▶ [SELECTED TEXT]:

Having achieved control over vast swaths of the US domestic airline market, the BIG 3 US airlines, with a healthy mixture of hubris, have now turned their sights on the international arena. As documented by recent media coverage, they are endeavoring to dictate to the US government, and other stakeholders, adoption of a self-serving public policy that is designed to shelter them from vigorous international airline competition and deprive consumers of competitive choice. They are collectively calling for the US to roll back access to the US marketplace for carriers such as Etihad, Emirates and Qatar – whose inflight and other services are world-renowned.

The BIG 3 US airlines are prepared to run roughshod over the compelling interests of other stakeholders who support vigorous airline competition–including consumers, US airports and communities (that have suffered greatly reduced air services as a consequence of airline mergers) and corporations that now pay more for commercial air services because of those mergers.

They are also urging the Obama Administration to put their narrow commercial self-interest ahead of the national interest in air service trade and the tens of thousands of tourism-related U.S. jobs supported by growing Gulf carrier service. Stakeholders who would be damaged if this gambit were to succeed also include U.S. cargo carriers such as FedEx, UPS, Atlas and ABX and their customers, U.S. airplane manufacturers and their suppliers and other U.S. carriers that challenge the BIG 3’s hegemony over the U.S. skies, such as JetBlue.

Given these many other stakeholders, it is unconscionable that the three mega-airlines are jointly conducting meetings behind closed doors with U.S. and EU officials for the purpose of peddling a profound public policy switch that would have enormous negative consequences for everyone else. What’s worse, as grist for their lobby and propaganda mills, the BIG 3 are relying on a secret report they paid for about these three carriers — a report that they have not even shared with the very airlines they accuse of receiving government subsidies but do selectively share with media when they are angling for advantageous coverage.

[Lines of data]

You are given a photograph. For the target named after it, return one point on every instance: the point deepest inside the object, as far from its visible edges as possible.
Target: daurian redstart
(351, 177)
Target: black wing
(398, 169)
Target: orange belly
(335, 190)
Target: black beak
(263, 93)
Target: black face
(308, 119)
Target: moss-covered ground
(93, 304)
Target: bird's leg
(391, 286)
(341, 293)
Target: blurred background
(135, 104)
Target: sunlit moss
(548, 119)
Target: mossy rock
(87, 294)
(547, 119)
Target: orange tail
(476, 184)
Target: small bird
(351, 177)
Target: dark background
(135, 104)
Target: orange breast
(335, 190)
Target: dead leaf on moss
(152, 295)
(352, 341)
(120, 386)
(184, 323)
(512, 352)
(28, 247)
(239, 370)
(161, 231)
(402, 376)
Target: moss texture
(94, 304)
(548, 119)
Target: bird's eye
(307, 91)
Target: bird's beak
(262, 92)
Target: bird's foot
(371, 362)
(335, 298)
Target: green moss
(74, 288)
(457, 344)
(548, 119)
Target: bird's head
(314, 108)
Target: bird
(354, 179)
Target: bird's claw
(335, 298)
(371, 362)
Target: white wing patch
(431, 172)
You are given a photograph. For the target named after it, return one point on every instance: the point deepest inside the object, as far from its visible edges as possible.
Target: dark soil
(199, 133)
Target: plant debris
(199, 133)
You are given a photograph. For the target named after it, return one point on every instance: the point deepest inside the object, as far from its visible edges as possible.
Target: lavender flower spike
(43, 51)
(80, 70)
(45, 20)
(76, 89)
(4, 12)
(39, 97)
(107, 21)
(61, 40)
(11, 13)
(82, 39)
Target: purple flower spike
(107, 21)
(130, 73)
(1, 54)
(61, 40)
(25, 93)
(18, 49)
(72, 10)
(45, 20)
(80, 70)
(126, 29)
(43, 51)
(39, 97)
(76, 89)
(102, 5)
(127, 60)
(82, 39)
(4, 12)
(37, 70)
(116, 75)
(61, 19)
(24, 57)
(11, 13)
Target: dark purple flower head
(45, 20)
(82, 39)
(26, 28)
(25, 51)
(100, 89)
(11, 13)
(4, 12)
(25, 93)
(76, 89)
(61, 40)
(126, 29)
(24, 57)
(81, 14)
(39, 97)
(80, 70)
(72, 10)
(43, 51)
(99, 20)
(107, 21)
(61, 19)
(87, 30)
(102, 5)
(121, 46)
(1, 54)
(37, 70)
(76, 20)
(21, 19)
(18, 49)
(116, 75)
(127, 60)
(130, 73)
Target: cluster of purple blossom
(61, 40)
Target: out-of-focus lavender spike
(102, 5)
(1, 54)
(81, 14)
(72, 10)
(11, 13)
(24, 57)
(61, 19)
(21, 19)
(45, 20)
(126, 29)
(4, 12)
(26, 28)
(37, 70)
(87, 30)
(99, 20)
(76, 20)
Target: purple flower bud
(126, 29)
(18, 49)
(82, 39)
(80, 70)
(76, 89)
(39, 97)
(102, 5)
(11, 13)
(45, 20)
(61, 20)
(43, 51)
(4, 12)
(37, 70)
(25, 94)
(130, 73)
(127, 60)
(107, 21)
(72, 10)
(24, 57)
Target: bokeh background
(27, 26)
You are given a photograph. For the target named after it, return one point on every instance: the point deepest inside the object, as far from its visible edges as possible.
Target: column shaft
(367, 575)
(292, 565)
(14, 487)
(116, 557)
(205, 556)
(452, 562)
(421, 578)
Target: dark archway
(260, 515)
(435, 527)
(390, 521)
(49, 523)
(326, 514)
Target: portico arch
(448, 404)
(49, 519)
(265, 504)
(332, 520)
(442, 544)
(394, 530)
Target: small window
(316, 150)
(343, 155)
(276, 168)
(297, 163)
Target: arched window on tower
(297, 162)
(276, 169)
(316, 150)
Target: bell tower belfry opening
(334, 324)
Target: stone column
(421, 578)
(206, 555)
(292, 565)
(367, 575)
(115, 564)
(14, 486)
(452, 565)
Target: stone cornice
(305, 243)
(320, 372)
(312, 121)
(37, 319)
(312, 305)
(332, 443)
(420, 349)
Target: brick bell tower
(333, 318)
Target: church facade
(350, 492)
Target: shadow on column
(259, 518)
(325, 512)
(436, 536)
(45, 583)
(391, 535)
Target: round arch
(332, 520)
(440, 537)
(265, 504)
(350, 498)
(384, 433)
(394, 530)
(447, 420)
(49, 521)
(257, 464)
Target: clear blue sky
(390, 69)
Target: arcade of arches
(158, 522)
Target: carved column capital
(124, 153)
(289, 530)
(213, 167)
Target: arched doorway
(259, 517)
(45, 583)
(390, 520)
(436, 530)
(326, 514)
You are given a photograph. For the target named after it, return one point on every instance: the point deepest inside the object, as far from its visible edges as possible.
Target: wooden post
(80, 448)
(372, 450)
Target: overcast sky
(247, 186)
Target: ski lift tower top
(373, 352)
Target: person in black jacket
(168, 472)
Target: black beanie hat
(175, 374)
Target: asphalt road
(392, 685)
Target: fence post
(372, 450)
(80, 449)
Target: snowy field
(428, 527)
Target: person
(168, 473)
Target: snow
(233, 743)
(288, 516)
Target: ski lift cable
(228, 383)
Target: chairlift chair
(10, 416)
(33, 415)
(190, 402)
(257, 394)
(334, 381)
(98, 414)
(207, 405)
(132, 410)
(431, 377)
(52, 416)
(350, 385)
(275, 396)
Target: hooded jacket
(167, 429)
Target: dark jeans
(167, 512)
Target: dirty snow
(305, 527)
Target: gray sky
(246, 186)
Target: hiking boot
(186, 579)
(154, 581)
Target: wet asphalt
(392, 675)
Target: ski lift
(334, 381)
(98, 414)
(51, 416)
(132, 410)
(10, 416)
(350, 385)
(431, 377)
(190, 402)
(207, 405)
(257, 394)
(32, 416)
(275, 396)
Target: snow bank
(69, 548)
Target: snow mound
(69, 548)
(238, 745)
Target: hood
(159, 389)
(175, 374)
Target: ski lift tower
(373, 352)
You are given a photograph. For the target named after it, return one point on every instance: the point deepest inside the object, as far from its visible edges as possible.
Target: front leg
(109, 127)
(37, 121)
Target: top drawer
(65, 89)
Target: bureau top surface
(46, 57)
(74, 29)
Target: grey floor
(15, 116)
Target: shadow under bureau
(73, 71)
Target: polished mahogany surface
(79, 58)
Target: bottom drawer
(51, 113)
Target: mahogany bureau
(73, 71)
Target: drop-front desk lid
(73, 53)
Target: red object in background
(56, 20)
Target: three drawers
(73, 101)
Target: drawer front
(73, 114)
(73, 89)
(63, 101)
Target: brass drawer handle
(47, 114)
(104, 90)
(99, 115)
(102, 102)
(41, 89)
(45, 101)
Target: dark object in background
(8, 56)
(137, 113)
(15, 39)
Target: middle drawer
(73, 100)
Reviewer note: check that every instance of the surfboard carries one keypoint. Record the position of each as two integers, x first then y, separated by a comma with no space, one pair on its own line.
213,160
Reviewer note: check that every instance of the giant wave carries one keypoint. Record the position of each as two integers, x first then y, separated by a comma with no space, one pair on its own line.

▶ [WHAT TO PRODUCE]:
From the text above on the BIG 3 US airlines, write out everything from "The BIG 3 US airlines are" down to "of those mergers.".

▶ [SOLUTION]:
The BIG 3 US airlines are prepared to run roughshod over the compelling interests of other stakeholders who support vigorous airline competition–including consumers, US airports and communities (that have suffered greatly reduced air services as a consequence of airline mergers) and corporations that now pay more for commercial air services because of those mergers.